_INSTRUCTIONS FOR THE TASK_
Render all of the data below as a numbered list with one line per item, skipping any blank lines. Leave the pictures out.

────────────────────

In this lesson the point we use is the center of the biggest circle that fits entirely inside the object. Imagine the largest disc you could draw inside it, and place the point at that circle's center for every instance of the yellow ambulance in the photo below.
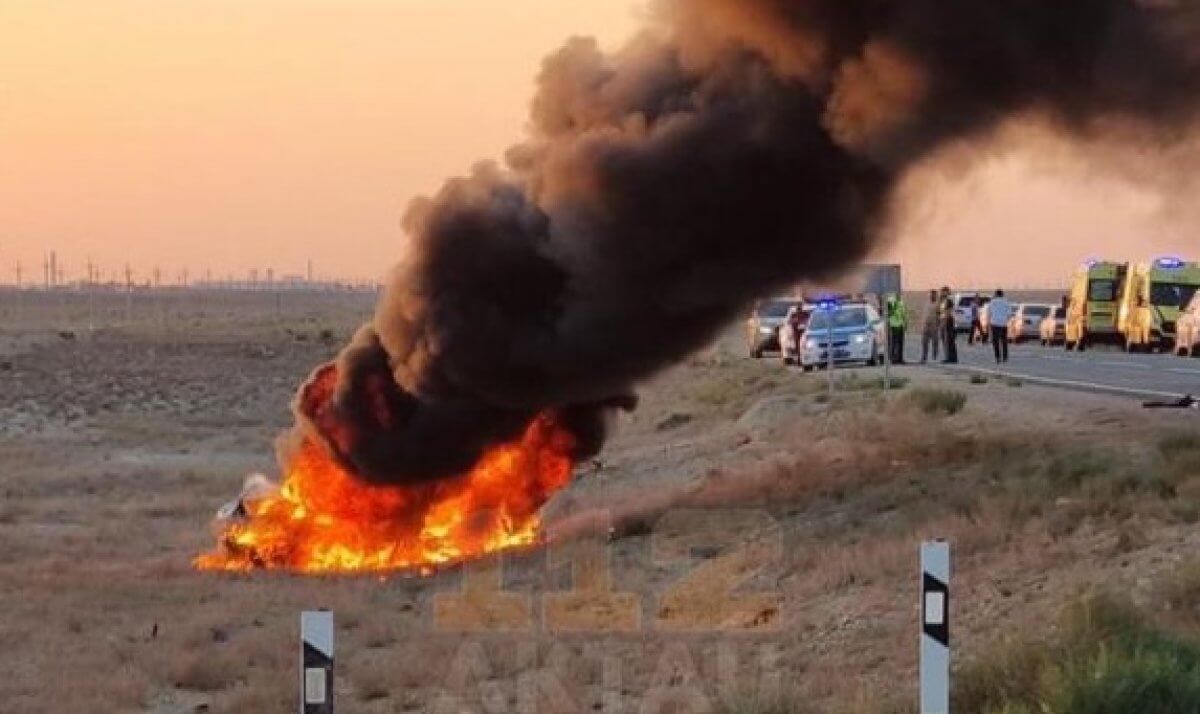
(1092, 304)
(1153, 297)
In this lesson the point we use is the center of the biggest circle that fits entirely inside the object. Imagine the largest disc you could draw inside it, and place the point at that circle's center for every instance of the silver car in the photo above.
(1026, 322)
(855, 334)
(762, 328)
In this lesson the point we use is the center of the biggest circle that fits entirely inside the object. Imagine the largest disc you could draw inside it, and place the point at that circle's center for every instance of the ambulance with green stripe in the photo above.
(1153, 297)
(1092, 309)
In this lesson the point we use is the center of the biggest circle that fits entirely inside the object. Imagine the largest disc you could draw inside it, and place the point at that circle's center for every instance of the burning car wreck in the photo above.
(733, 148)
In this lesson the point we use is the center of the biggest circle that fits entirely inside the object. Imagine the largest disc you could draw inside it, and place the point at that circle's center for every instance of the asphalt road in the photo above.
(1099, 369)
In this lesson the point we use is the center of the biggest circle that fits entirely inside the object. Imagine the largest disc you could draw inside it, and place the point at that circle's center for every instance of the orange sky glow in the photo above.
(233, 135)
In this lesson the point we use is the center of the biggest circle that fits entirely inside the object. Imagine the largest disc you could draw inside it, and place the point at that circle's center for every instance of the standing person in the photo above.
(898, 319)
(977, 331)
(999, 311)
(973, 313)
(949, 333)
(930, 328)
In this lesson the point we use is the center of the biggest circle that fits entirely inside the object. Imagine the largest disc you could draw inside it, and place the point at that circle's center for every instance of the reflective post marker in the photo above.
(935, 628)
(317, 663)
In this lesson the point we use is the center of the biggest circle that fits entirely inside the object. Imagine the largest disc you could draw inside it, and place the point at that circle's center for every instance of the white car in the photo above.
(857, 336)
(1026, 322)
(1054, 328)
(963, 303)
(1187, 329)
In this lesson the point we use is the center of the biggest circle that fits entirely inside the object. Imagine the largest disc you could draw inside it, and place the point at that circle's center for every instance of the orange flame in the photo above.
(323, 520)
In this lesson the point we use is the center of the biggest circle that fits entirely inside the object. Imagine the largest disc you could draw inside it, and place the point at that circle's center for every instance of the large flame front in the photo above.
(322, 520)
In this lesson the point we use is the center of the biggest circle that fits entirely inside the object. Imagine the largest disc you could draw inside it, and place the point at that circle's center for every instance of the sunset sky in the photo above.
(229, 135)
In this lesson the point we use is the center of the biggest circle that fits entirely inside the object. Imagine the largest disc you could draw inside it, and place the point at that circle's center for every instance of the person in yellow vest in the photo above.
(898, 321)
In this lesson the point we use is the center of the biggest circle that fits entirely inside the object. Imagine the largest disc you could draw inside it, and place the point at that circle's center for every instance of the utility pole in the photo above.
(129, 294)
(21, 294)
(91, 297)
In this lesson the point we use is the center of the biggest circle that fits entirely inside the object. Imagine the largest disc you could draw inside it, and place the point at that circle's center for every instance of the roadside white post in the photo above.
(317, 661)
(935, 628)
(829, 365)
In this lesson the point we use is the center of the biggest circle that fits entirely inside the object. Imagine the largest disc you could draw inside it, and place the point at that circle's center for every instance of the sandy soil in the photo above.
(742, 532)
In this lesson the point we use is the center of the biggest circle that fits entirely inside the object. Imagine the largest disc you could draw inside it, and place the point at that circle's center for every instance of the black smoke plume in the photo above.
(733, 148)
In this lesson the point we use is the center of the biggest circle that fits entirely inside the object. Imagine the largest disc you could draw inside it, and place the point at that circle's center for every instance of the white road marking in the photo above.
(1071, 383)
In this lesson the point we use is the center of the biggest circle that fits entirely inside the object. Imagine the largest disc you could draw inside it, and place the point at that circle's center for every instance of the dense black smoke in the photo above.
(733, 148)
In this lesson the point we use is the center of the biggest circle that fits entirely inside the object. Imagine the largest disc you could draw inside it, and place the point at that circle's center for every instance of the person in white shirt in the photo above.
(999, 311)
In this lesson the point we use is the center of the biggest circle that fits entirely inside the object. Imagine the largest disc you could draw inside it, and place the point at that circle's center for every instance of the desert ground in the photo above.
(744, 544)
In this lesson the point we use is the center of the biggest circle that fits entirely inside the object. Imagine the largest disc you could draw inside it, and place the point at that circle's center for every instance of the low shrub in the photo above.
(937, 401)
(1107, 659)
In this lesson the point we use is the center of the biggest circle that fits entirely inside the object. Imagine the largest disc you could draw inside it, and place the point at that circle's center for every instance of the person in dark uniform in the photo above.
(949, 333)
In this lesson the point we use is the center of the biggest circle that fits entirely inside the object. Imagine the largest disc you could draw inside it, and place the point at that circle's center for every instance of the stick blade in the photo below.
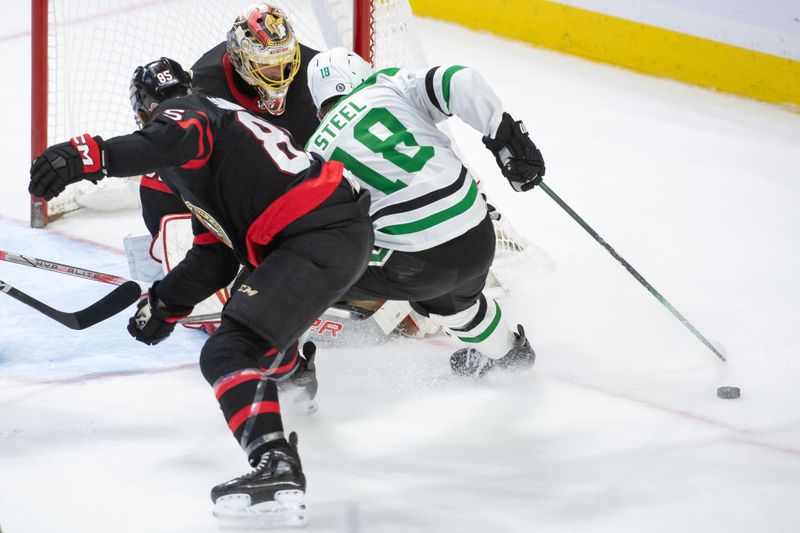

────────────────────

_SOLUTION FOR THIS TASK_
1. In this lesson the point we use is the center of the biggest circle that fits entirely inside the object. Imagine the largest disc you could draw inside it, and place the point at that circle's center for every instance of the yellow ambulance in the photo below.
2. (1092, 304)
3. (1153, 297)
4. In this lesson the point we use is the center of the biggest circle that fits entirely inside the object. Imagine the largest disc you could draw inside it, and place the point at that circle's center for every instance of the silver car in the photo above.
5. (1026, 322)
6. (855, 334)
7. (762, 328)
8. In this lesson the point we use is the center of the biggest circle that fits entirely inside the object. Imagine the largest disc you could draw inside it, and place the point at that circle's center for every instance of the ambulance with green stripe in the photo above.
9. (1153, 297)
10. (1092, 309)
11. In this lesson the point we use is the center of the biggest circle that fits entirely inside the object. Imagine the largest disc you could draw inside it, and place the point at that circle's center for every instance of the burning car wreck in the photo above.
12. (733, 148)
13. In this lesson the point we use is the center of the biggest circle that fits entirely inside the object. Imagine the largest disc you could draw inside it, and place the point at that circle's center for every instance of the asphalt road in the photo above.
14. (1099, 369)
15. In this lesson the point we use is the center of the biggest circle that fits entirely inside the object. Imagine the largest disc you could draw inside it, and place the point at that circle's center for every instance of the orange sky glow in the photo above.
16. (233, 135)
17. In this lesson the point we use is the center of the biggest circle that fits entirely inside the object. Imagine the largest disc you could draw inside it, and place the point at that circle's center for every instance of the standing person in the photo above.
18. (898, 319)
19. (977, 331)
20. (999, 311)
21. (973, 313)
22. (949, 333)
23. (930, 328)
24. In this lesson the point we use is the center of the biggest circle that fits entirely inside the object. Imagine the largest disc you could draw inside it, and place the point at that circle's center for every instance of the reflective post marker in the photo above.
25. (935, 628)
26. (317, 663)
27. In this lesson the point we use is the center of the biggest circle that fits entirely inside the object. Imagine the largest disc you could draw inside it, and place the point at that circle's center for every instance of the white car in the photo above.
28. (857, 336)
29. (1026, 322)
30. (1054, 328)
31. (963, 303)
32. (1187, 329)
33. In this lesson the point we use is the center of the biggest circle that fits entirely inside the object. Imagine the largest disc you could draw inside it, and place the point at that circle's center for every instance of the orange flame in the photo above.
34. (323, 520)
35. In this lesson the point we use is the center of the biggest circle that fits entirely inside the object. Imagine the largest disc you could draw inside it, and place the point at that circle's center for every instance of the large flame front in the photo above.
36. (322, 520)
37. In this lesson the point we use is the center of the biggest circle that fits entirely inside the object. Imagine the largest disc you could draw inside it, and place the point at that circle's center for every instance of the sunset sky in the photo above.
38. (229, 135)
39. In this lesson the point we use is the center of the biggest circle that fits entirely inside the object. Imagine the largest disc you could draw inside it, and place the point at that circle's center for every instance of the person in yellow vest in the photo above.
40. (898, 321)
41. In this lesson the point we use is the center of the biggest circle that fits entirely inside the object. Imagine the largest disc you could draw inside it, and place the point at that circle's center for every instance of the utility pole in the photo above.
42. (129, 294)
43. (21, 294)
44. (91, 297)
45. In this lesson the point we use is the center of the biggest circle that fits entirely inside the object. Imagine the largest disc you could draw inside it, and place the point at that circle's center for every instance of the roadside white post in the photo above.
46. (317, 661)
47. (935, 628)
48. (829, 365)
49. In this lesson the point we use is the center of the biggest circle that fits entirely inside the object. Imagine the largest disc you could draw inside it, and place the point at that circle's center for every instance of the sandy soil in the photo above.
50. (742, 532)
51. In this lesson the point we use is the center of the biggest circle that fits entirely inside the object. Imagine the largest disc you could draw inside it, and place the point at that circle's center for every instance of the black smoke plume in the photo above.
52. (733, 148)
53. In this lesson the point we use is the center of the biggest circle that fits entirely inside the object. Imagine the largest disc you could draw inside it, and place the point at that circle's center for every instance of the white road marking in the photo above.
54. (1071, 383)
55. In this lesson the point we use is the center of the biggest circle that fits entirely inside the object. Imagine the largest disc you could draw inside it, and place the point at that circle's center for every instance of the dense black smoke in the photo above.
56. (733, 148)
57. In this lesson the point we use is the center of the biggest circle that fits entirely inside the object. Imagine the largest disc you could draw inside it, and place the point at that circle's center for every instance of the person in white shirt in the photo above.
58. (999, 311)
59. In this lesson the point we use is the center of the biggest circle that fits entirely inside the object. Imagine the largest disc you could draw inside it, and place the point at that circle's center for every instance of the desert ground in the photo above.
60. (744, 544)
61. In this lesson the point we use is the center of the biggest circle that fits entirely inside the object. Imagine the largest disc you could draw inside it, and place the point at that circle's center for every instance of the low shrub in the photo above.
62. (937, 401)
63. (1107, 659)
64. In this lesson the point we use is the center of the biggest circle that fits entirely inside the object. Imagine the largest disc you could draw inside it, and place the point at that circle's center for every instance of the person in dark uniform in the photo above.
65. (949, 333)
66. In this lesson the point we use is the center of the biggest circle that fits entirely inside the object. Imagine the largest disc you could draw inside it, and place the point at that circle's center for every instance of the stick blade in the photo below.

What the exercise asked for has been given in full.